Sparse files are a result of the way file systems allocate storage space. Sparse files appear to take up much more disk space than they actually do (use ls -s, which shows blocks used, to see if a file is sparse).
Most modern file systems support sparse files to some degree or another. Not all utilities do, though, as we shall see.
Traditional Unix file systems have thirteen disk block pointers in the inode. The first 10 are direct pointers; that is they point to actual disk blocks.
The next pointer is an indirect pointer: it points to a block that contains pointers to actual storage blocks. If the pointers are 32 bit numbers (more likely to be larger nowadays but this makes the math easy for us), there will be 128 blocks covered by the 11th pointer. The next points to double indirect blocks: blocks which themselves contain more pointers to the actual blocks. The 13th is triple indirect: pointers to blocks of pointers to blocks of pointers. This scheme lets you have very large files without very large inode records.
If a program opens a new file and seeks to a point beyond that covered by the first 10 pointers and writes data there, the OS doesn't bother to allocate data blocks that are not used, so those first 10 pointers are still empty. The same is true for some of the indirect pointers if the next seek extends beyond their reach. Database files using hash keys often create such files as a natural result of the hash key creation. The file may show it has a very large size in an ls -l listing, but it could actually be consuming only a very few disk blocks. If you read data from such a file, the OS just returns null bytes for the unallocated space, which means that naively copying it will NOT create another sparse file (although GNU cp is aware of sparse files and will preserve the sparseness). The same is true when backing up to tape (again, modern utilities can properly handle this).
The need for sparse files is almost always for hashed files.
A hash is an access/storage method where a mathematical function is applied to a key. The number that results from that function is used as the record number, or offset of the file. For example, suppose we had the keys mary and tom (with associated data, of course), Our hash function turns the word "mary" into the number 45, and turns "tom" into 128. Pretending that the data stored is 512 bytes for each record, you'd find mary's data 512 * 45 bytes from the start of the file, and tom's at 512 * 128 bytes. This sort of "indexing" with hashed keys gives incredibly fast access to records (there are issues with how to deal with keys that hash to the same value, biut we'll ignore that here).
++++++++++++++++++++
Description of the task: Could you transcribe the passage of the sparse files text word for word, starting with "The next pointer" and going on through "large inode records."?

Data extract:
++++++++++++++++++++
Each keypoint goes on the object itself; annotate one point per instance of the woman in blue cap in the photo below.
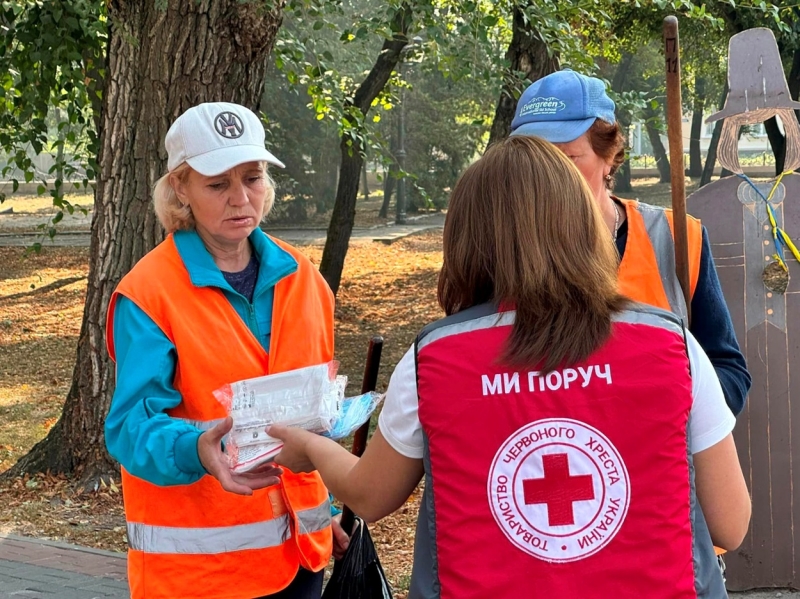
(575, 113)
++++++++++++++++++++
Result of the exercise:
The next pointer is an indirect pointer: it points to a block that contains pointers to actual storage blocks. If the pointers are 32 bit numbers (more likely to be larger nowadays but this makes the math easy for us), there will be 128 blocks covered by the 11th pointer. The next points to double indirect blocks: blocks which themselves contain more pointers to the actual blocks. The 13th is triple indirect: pointers to blocks of pointers to blocks of pointers. This scheme lets you have very large files without very large inode records.